Task description
Reproduce exactly the lines below, starting with the line that contains "the blue jacket" and ending with the last line of the records, both included, and nothing else.

Records shown
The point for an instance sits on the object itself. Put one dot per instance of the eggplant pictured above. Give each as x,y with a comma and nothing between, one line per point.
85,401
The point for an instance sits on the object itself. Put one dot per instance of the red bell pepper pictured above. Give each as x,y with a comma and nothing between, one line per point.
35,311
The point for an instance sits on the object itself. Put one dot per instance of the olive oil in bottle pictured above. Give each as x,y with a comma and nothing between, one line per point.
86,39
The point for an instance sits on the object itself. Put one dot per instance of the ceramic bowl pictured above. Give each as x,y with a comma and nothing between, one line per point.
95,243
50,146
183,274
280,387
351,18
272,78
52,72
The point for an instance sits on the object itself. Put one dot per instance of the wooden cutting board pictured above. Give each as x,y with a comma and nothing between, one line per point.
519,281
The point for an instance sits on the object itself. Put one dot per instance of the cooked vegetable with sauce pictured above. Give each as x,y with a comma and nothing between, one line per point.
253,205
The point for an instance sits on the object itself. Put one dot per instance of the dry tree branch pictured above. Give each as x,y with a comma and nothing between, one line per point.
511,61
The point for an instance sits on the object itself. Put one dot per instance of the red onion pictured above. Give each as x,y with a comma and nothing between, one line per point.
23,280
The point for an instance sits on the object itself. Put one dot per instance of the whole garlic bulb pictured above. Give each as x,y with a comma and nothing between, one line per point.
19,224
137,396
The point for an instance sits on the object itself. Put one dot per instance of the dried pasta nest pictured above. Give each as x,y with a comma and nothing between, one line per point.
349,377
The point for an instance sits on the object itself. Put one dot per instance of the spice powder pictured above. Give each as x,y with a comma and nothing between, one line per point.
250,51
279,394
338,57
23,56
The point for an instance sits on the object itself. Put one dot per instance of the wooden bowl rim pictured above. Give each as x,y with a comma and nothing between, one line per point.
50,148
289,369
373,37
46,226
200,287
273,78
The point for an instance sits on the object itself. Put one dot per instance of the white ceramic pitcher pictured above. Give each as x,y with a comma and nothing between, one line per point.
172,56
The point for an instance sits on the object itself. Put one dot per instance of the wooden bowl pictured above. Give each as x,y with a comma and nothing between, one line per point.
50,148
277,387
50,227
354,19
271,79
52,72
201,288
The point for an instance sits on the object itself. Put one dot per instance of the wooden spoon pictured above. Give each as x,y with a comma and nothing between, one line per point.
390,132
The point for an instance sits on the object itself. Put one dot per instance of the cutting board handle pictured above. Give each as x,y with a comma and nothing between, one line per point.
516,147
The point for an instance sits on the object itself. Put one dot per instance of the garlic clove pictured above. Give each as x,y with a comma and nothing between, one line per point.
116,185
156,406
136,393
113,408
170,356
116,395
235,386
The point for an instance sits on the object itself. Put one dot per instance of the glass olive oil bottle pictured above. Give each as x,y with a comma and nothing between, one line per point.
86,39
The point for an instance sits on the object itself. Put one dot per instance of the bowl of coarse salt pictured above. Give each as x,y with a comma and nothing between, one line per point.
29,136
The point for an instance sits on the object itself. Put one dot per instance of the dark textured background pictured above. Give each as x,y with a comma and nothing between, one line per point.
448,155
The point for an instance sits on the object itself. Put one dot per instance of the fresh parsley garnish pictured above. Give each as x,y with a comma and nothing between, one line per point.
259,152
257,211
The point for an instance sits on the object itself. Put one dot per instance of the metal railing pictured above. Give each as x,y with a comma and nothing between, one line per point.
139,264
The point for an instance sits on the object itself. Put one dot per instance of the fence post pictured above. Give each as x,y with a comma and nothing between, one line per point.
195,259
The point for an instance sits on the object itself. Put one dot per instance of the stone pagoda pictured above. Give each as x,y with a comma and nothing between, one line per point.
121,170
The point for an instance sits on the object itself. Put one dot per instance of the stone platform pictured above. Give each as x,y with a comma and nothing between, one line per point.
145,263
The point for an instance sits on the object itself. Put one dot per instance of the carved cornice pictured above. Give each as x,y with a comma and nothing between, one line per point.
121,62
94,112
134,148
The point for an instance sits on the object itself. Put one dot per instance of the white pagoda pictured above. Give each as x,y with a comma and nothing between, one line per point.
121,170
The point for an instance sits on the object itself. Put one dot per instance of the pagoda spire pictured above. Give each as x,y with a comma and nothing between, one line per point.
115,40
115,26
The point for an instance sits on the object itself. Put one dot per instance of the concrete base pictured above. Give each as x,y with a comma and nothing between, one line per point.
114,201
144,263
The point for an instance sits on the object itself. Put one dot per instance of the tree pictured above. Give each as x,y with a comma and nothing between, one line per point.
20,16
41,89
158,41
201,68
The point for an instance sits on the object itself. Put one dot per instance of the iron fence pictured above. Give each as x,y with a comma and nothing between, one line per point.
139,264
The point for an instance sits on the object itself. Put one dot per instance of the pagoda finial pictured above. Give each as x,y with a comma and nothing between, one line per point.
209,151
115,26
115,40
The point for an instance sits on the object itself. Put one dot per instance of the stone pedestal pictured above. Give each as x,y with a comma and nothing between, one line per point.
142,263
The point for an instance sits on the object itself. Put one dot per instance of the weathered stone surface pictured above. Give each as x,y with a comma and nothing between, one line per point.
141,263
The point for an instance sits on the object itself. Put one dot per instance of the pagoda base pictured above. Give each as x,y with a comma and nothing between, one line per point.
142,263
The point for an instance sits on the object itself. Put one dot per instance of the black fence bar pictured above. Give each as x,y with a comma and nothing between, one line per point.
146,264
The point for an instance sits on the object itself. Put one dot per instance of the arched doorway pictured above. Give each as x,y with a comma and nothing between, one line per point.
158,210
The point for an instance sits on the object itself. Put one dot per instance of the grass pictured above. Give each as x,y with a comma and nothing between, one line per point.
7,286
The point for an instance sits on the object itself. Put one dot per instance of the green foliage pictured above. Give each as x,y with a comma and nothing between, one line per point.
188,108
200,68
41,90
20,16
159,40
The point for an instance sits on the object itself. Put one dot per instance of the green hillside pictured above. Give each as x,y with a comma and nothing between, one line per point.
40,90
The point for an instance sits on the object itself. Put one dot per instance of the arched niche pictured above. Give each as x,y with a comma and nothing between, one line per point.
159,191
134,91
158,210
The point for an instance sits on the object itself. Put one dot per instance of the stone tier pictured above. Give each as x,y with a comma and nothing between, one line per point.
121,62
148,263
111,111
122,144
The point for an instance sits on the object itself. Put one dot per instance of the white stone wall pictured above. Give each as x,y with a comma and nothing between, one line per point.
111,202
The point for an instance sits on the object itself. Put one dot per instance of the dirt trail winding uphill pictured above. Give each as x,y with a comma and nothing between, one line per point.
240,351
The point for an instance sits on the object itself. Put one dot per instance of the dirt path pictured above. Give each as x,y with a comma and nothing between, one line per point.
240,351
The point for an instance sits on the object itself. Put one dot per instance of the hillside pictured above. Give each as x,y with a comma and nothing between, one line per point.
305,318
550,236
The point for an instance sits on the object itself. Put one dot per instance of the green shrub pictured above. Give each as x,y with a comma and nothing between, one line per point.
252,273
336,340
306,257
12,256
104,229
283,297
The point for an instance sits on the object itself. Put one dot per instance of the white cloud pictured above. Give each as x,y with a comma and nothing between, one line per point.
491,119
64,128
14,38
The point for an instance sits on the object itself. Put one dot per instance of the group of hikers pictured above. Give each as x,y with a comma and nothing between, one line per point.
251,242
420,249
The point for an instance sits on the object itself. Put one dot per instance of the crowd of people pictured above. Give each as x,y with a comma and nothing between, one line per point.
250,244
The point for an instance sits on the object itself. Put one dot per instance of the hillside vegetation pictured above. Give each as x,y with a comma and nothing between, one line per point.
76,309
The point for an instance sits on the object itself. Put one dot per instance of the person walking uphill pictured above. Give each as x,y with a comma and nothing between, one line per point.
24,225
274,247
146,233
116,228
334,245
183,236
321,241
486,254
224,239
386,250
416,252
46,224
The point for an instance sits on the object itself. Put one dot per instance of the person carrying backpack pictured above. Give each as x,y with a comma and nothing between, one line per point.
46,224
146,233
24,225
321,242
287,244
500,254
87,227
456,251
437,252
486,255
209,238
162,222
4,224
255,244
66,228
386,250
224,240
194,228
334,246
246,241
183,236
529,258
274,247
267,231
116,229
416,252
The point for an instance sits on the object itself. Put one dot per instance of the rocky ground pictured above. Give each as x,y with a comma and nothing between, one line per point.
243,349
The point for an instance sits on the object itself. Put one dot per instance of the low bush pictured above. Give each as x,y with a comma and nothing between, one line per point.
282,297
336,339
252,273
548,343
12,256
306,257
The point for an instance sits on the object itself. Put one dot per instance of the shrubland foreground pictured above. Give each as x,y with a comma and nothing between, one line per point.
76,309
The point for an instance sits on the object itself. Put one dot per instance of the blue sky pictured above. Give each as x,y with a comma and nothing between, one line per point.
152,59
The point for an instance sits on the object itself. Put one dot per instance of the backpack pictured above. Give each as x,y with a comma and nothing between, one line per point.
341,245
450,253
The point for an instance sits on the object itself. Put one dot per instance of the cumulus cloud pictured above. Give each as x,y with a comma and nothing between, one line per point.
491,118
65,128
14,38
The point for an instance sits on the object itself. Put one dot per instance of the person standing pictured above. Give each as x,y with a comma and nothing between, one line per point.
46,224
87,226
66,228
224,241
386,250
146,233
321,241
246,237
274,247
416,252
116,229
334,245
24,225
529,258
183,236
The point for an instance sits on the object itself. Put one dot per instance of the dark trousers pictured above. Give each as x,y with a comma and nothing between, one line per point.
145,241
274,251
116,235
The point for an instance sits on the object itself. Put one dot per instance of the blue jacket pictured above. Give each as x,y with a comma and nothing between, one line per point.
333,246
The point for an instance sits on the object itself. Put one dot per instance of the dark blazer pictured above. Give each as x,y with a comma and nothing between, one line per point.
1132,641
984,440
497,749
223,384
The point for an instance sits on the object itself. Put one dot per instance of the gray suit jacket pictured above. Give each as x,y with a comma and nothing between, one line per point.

Response below
The point for an instance sits on the object itself. Put one dot per instance of the blue jacket pictured above. Give each as x,y with a comma and nothing between, one line per point.
333,246
The point for an instance sits on the object itself. Put one dot per instance of the dark blazer pictured above. Give each as x,y with a comma and nothing between, one line per point.
1132,641
984,440
497,749
223,384
The point for an instance sits on the object itself. Put one dot per instance of the gray suit jacket pictured above. Give each as x,y with a comma and nothing between, one line per point.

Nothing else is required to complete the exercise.